== WHAT IS EXPECTED ==
Scale everything from the line containing "[point] medal hanging" down to the end of the records. Reproduce each of those lines, requests included, with every point coordinate in the answers multiplied by 1.5 and rounded to a whole number (halves up), and leave the coordinates in the requests and their sample formats unchanged.

== DATA SHOWN ==
..........

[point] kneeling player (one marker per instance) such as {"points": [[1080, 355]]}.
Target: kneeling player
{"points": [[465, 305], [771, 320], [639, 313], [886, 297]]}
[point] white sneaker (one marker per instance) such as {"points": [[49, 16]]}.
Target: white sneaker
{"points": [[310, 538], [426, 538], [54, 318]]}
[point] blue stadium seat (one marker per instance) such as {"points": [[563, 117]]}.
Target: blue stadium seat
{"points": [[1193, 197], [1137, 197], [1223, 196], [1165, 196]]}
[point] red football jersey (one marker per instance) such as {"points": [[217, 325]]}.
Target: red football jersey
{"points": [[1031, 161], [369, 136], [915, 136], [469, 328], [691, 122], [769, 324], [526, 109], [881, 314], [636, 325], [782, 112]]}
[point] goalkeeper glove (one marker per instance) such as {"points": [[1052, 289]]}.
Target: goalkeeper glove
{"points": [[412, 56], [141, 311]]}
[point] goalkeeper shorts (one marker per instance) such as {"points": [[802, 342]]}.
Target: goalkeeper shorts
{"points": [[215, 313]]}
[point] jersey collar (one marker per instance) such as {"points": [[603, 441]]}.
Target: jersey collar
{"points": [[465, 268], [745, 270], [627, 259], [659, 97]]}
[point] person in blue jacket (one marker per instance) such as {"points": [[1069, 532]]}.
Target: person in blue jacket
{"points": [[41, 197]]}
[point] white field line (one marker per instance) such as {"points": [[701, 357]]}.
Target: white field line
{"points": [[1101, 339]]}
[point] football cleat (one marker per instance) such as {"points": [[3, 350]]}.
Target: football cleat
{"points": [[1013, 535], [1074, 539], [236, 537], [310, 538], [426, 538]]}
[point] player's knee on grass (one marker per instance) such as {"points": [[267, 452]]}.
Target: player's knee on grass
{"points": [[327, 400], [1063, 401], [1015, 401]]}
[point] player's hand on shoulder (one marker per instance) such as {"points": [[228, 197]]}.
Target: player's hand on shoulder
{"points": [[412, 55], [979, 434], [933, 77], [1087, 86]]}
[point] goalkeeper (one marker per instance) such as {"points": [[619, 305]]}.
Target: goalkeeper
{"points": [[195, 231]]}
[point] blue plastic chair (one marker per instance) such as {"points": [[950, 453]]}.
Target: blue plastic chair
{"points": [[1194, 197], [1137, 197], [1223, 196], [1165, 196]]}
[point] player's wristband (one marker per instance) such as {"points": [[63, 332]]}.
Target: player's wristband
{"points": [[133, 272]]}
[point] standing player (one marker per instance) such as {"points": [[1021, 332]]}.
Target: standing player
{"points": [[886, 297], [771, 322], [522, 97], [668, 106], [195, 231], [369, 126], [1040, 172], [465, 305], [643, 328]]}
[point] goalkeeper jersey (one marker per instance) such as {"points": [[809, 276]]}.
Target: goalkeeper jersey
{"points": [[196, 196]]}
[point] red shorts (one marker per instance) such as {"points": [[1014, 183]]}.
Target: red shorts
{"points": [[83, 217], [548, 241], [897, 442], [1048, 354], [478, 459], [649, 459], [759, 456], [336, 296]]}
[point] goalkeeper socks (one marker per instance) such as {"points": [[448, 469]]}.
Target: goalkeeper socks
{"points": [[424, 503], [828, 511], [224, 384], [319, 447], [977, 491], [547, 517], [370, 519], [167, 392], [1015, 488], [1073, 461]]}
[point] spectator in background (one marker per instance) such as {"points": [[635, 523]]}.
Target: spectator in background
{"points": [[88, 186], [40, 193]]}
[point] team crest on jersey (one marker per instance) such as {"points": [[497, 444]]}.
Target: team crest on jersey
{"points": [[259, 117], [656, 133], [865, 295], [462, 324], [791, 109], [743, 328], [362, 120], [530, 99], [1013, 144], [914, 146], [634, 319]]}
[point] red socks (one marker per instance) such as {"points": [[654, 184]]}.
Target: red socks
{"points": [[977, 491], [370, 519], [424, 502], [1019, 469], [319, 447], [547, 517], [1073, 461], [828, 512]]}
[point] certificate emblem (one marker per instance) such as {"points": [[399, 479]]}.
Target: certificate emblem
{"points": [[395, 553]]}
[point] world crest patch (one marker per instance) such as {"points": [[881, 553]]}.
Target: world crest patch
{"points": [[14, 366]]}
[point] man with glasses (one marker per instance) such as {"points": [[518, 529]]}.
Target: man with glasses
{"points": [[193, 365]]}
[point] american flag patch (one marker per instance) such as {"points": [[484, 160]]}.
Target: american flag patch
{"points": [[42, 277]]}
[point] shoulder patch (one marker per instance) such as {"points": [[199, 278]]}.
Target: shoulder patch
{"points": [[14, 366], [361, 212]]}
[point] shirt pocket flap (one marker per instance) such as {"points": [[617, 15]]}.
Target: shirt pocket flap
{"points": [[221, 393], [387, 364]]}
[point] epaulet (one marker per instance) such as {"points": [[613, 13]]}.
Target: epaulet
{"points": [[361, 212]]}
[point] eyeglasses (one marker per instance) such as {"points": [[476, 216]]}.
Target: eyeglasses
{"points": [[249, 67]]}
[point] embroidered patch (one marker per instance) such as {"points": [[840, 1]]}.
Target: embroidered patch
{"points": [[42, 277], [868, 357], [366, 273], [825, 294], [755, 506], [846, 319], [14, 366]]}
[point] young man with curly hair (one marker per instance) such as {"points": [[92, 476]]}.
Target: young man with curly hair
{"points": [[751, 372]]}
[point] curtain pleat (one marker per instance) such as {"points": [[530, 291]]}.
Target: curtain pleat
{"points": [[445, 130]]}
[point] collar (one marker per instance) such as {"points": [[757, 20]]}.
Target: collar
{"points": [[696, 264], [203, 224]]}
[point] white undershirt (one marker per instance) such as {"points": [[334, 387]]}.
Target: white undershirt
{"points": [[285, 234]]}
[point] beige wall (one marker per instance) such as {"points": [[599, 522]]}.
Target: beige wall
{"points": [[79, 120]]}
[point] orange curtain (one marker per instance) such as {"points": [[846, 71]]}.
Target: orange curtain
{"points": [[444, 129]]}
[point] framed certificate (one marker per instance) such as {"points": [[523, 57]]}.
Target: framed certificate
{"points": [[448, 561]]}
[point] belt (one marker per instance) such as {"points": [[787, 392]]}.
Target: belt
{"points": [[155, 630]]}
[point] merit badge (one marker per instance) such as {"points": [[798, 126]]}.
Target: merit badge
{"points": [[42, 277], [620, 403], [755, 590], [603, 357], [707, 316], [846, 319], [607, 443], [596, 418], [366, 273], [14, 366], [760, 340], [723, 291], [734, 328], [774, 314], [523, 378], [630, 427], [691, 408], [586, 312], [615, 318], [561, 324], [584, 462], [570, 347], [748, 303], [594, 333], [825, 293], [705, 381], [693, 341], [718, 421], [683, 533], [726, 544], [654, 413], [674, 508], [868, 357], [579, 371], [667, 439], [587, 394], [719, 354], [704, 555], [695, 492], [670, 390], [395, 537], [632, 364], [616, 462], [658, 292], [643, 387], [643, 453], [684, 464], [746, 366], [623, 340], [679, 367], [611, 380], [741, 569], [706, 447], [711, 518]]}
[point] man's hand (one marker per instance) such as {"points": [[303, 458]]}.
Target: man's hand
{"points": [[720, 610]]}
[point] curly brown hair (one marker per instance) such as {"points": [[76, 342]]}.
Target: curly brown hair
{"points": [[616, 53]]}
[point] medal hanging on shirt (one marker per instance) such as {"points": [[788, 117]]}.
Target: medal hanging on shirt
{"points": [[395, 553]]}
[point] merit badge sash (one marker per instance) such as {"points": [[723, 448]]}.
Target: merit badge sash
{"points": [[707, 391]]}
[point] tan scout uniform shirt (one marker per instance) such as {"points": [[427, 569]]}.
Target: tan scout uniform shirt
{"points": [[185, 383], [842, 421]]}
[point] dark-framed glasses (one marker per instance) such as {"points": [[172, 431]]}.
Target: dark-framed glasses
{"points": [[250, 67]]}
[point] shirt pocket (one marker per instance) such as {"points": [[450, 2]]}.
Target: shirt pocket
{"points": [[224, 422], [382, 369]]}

..........

== SOLUTION FOR THIS EXERCISE ==
[point] medal hanging on shirt (one marker per instance) such as {"points": [[788, 117]]}.
Target: medal hanging on shirt
{"points": [[593, 830]]}
[point] merit badge sash (one marker per instance) such as {"points": [[723, 448]]}.
Target: merit badge sash
{"points": [[1061, 587]]}
[point] tan scout uniform shirt (one marker per instance) such as {"points": [[427, 569]]}.
Target: tan scout uniform shirt
{"points": [[278, 575], [1263, 632]]}
[point] dark-framed glasses (one marker per instance) such as {"points": [[172, 431]]}.
Target: dark-framed glasses
{"points": [[375, 101]]}
[point] shirt pocket (one marker per instance) such as {"points": [[450, 2]]}.
Target: shirt pocket
{"points": [[336, 633], [573, 554]]}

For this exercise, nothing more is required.